:: TASKS AND EXERCISES ::
**a)** In the passage on the Falun Gong "nine critiques," during which years were the original nine critiques against the Communist Party of the Soviet Union published?
**b)** Continue the passage on the Falun Gong "nine critiques" from where it stops.

:: DOCUMENT SEGMENT ::

Segment Open

Moreover, the form of this eventual challenge to the legitimacy of the CCP is deeply instructive, highlighting Falun Gong leader Li’s self-consciously political role. The choice of the term “nine critiques” is not accidental. Anyone in China who is over the age of 50 would recognize the term as the language used for the nine critiques published by the Central Committee of the Chinese Communist Party against the Communist Party of the Soviet Union between 1962 and 1965, under the personal direction of Mao Zedong. These critiques formed a corpus disputing the legitimacy of the leadership of Nikita Khrushchev and the CPSU over the world communist movement, substituting the legitimacy of Mao and the Chinese revolution, and formed an important backdrop to the outbreak of the Cultural Revolution. While Ownby rightly dismisses Li’s critique as a rather banal and unoriginal effort in the annals of anti-communism, the intent to challenge the legitimacy of the party and its leadership is transparently telegraphed by the choice of term.

Segment Closed

:: DATA FOR ANALYSIS ::
Segment Open

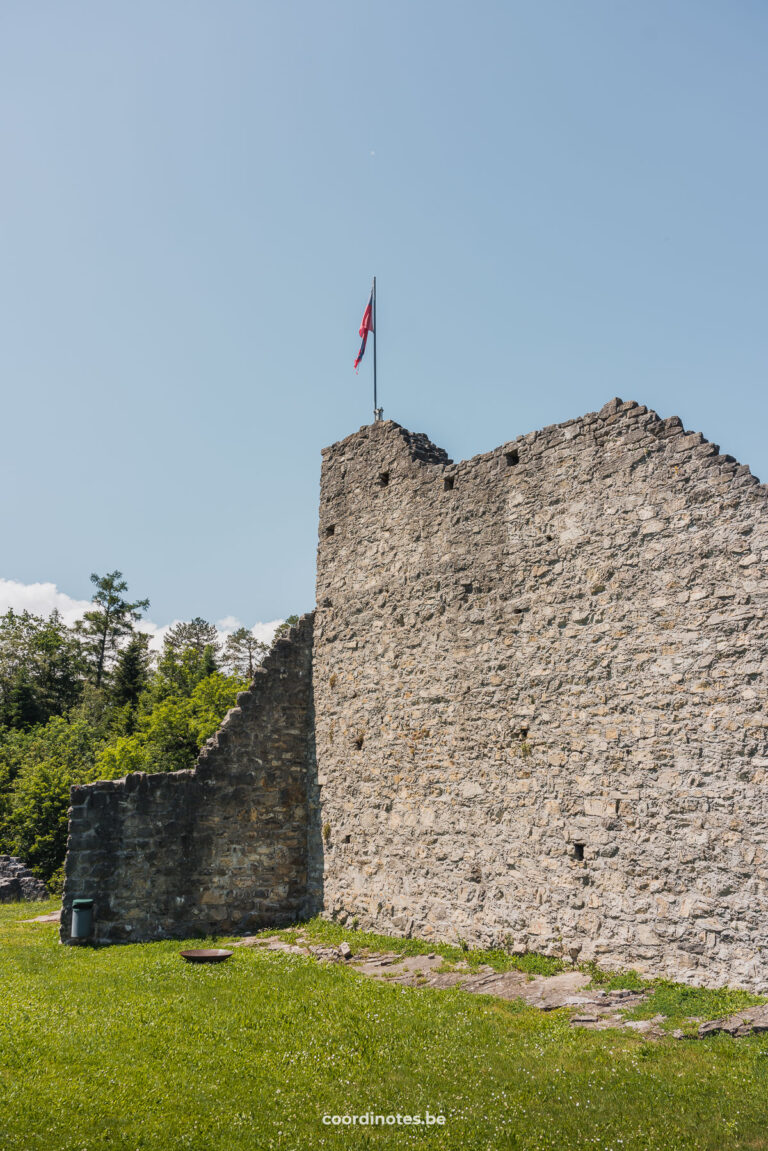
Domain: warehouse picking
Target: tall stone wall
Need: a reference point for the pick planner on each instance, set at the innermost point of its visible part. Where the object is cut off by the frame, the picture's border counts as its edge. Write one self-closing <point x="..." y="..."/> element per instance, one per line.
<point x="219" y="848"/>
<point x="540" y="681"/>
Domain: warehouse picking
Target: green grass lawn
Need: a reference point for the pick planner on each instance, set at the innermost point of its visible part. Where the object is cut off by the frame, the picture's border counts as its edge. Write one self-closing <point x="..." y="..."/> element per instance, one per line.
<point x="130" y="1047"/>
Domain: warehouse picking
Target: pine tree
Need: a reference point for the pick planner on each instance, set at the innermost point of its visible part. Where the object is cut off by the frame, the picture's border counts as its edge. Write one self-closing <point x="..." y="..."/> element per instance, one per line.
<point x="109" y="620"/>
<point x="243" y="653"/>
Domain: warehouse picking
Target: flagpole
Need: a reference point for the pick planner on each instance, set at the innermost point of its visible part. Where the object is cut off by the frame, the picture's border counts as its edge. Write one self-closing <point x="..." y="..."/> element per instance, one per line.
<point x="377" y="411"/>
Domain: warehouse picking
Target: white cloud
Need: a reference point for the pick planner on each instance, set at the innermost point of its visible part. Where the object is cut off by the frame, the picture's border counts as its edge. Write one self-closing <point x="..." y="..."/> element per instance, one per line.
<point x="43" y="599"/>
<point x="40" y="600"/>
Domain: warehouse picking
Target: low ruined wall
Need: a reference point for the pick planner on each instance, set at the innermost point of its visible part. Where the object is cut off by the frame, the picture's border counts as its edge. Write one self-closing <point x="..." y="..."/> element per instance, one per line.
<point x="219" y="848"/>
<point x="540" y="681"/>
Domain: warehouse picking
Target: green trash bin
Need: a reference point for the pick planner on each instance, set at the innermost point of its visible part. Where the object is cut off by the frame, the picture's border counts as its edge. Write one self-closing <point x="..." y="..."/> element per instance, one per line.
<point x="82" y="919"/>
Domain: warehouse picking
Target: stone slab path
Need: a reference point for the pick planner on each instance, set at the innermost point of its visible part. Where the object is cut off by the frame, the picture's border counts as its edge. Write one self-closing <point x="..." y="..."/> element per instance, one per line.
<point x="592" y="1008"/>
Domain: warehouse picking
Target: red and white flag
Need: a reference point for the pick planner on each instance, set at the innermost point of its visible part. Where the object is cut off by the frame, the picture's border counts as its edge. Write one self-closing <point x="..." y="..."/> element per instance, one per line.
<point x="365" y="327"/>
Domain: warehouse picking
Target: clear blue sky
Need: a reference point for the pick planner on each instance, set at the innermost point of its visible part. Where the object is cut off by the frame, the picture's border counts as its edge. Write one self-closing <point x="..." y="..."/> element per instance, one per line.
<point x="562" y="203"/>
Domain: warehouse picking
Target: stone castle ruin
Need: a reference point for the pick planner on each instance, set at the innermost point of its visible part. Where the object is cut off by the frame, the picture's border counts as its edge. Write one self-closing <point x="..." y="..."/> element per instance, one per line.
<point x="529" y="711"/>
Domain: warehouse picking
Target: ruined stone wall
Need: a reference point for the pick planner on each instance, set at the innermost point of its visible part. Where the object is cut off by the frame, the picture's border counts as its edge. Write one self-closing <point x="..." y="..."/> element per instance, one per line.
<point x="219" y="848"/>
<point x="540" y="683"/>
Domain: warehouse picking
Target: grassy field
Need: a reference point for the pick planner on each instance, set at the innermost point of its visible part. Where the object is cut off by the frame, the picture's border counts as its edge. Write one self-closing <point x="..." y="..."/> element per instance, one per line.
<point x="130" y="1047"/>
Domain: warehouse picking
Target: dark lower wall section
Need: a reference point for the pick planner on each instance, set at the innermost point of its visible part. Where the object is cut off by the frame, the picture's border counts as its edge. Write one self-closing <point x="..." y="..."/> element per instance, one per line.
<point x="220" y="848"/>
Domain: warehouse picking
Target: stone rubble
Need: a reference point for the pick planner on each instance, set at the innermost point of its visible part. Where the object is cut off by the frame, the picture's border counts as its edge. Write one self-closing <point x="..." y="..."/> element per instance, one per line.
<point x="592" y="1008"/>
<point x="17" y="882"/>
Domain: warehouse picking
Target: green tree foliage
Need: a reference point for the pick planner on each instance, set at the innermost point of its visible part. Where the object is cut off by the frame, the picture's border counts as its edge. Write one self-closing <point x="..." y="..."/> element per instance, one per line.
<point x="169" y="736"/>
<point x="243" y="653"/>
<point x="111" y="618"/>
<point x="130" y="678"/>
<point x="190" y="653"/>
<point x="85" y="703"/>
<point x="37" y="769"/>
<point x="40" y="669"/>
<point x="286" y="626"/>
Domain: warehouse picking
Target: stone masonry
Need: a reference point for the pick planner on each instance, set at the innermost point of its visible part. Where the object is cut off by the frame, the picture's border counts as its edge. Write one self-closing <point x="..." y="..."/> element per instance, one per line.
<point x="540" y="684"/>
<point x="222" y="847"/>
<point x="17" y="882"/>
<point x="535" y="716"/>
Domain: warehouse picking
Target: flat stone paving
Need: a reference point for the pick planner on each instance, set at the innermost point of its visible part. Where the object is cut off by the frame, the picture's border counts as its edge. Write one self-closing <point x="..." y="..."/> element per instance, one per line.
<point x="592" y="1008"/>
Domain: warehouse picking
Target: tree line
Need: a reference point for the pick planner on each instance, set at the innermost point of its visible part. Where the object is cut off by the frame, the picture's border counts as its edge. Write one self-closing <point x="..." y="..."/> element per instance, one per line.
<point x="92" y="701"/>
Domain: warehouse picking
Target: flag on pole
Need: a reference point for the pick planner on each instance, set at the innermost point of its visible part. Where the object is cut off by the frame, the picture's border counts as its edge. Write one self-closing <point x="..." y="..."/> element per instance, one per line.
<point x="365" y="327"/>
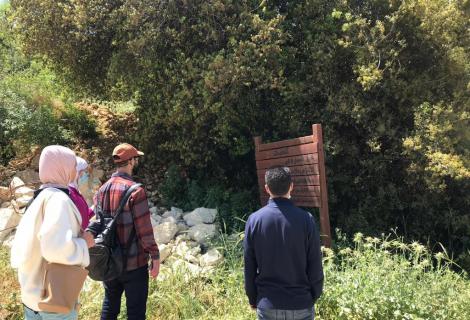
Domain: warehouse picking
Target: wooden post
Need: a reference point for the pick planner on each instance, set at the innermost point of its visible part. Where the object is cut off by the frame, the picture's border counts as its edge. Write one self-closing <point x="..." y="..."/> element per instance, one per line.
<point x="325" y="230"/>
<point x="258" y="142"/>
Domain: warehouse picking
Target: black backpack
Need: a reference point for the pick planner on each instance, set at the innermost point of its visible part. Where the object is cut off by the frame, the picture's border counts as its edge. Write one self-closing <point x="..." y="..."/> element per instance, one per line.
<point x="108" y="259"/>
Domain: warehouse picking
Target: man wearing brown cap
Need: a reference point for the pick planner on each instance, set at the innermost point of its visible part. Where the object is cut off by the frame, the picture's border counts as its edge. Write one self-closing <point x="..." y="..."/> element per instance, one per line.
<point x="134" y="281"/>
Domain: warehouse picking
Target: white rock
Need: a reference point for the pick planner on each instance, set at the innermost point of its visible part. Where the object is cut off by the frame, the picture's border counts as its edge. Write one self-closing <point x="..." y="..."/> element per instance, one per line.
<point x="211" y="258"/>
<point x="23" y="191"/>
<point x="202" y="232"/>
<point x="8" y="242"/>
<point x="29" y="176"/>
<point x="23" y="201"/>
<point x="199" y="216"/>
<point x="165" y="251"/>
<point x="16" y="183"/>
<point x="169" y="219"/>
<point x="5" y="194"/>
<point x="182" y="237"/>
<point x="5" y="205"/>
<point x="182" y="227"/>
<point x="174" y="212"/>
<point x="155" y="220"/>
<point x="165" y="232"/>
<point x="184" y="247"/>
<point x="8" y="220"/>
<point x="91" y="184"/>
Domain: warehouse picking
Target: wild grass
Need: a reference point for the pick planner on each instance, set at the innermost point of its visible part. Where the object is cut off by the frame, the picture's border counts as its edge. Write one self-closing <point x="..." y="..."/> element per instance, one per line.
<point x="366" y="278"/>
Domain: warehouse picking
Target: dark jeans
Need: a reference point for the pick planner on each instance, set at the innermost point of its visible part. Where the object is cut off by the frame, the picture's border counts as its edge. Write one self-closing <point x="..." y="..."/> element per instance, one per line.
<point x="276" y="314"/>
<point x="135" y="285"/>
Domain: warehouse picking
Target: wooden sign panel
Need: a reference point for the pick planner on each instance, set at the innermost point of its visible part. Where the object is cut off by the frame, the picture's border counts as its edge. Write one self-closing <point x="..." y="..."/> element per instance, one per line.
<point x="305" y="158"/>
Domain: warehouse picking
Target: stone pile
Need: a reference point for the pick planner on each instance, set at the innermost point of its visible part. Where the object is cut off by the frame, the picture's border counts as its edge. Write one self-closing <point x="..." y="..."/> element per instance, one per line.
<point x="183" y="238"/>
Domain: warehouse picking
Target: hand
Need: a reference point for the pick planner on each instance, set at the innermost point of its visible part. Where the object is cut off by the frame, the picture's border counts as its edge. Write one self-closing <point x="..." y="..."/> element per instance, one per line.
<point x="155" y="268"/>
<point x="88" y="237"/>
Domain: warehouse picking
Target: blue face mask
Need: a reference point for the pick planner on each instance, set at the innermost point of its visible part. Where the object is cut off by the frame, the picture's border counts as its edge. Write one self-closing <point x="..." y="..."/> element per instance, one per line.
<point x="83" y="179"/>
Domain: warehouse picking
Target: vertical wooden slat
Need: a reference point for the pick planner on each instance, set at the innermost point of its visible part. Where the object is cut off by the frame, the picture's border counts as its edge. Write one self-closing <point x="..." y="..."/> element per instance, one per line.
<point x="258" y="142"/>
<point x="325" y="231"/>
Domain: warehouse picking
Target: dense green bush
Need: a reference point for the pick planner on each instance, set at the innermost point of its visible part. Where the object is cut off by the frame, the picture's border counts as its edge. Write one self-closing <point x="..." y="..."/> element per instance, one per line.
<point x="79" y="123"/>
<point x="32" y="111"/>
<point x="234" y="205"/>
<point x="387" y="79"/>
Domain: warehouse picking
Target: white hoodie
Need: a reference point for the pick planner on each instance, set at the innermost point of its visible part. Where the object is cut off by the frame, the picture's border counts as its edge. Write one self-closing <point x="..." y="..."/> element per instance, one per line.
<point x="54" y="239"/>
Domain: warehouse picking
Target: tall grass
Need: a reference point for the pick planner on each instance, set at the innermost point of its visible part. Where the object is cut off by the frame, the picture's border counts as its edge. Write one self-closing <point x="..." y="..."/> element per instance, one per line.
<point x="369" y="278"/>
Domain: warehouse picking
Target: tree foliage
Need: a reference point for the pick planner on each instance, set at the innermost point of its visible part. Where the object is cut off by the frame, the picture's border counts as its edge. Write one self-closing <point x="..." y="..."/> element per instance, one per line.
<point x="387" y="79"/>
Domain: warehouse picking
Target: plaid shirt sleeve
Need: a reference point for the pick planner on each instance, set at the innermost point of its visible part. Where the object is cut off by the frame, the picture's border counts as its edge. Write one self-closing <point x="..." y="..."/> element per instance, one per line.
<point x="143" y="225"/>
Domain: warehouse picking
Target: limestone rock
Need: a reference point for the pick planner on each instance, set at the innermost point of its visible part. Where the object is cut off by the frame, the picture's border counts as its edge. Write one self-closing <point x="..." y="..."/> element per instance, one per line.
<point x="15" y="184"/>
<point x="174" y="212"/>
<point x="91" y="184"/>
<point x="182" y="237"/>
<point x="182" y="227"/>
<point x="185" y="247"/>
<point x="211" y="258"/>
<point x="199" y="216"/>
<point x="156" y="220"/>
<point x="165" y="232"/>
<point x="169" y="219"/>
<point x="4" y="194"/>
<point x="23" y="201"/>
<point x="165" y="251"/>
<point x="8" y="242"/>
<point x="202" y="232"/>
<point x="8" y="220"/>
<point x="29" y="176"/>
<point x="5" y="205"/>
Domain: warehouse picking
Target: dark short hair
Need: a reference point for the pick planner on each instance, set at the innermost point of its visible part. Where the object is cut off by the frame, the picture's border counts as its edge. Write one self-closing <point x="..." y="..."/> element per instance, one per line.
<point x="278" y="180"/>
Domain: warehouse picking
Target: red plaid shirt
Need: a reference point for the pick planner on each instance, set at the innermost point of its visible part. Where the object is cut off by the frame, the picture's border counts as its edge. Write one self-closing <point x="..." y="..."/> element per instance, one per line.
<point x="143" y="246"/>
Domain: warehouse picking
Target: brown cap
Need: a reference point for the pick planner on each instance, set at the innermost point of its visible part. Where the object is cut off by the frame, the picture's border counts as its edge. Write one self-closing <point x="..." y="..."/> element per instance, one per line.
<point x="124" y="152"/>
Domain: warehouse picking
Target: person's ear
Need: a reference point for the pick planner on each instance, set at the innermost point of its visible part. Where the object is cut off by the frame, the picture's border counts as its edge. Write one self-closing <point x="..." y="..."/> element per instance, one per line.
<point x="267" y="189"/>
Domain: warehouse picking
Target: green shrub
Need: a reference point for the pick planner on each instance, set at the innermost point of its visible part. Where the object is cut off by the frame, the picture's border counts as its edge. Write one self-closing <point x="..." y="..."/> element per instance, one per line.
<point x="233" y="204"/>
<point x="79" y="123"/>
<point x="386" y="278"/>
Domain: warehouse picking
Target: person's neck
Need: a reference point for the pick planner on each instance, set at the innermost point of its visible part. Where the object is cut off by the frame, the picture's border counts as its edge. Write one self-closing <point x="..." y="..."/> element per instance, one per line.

Segment Closed

:: ANSWERS FOR THE EXERCISE ::
**a)** Between 1962 and 1965.

**b)**
The Falun Gong movement is today something of a paradox. It is firmly rooted in a rather nativist and sinocentric view of the universe but it is now largely centred outside China. Ownby documents the growth of the movement outside China since Li Hongzhi took up permanent residence outside China in 1995. Li is reputed to be living in New Jersey, but has rarely made public appearances since the CCP crackdown in 1999. Ownby has conducted surveys and ethnographic fieldwork among Falun Gong adherents, who are still overwhelmingly drawn from the Chinese diaspora. Since the repression initiated by the communist authorities in China, the movement has become increasingly adept and sophisticated at using the language of universal human rights to defend its cause and the lives of its adherents. Some of this contradiction is apparent in the pageantry of its annual Chinese New Year extravaganza that it mounts in various cities throughout North America including Radio City Music Hall in New York. This is at once a celebration of the Chinese tradition aimed at a broad audience and also a martyrology of the Falun Gong movement.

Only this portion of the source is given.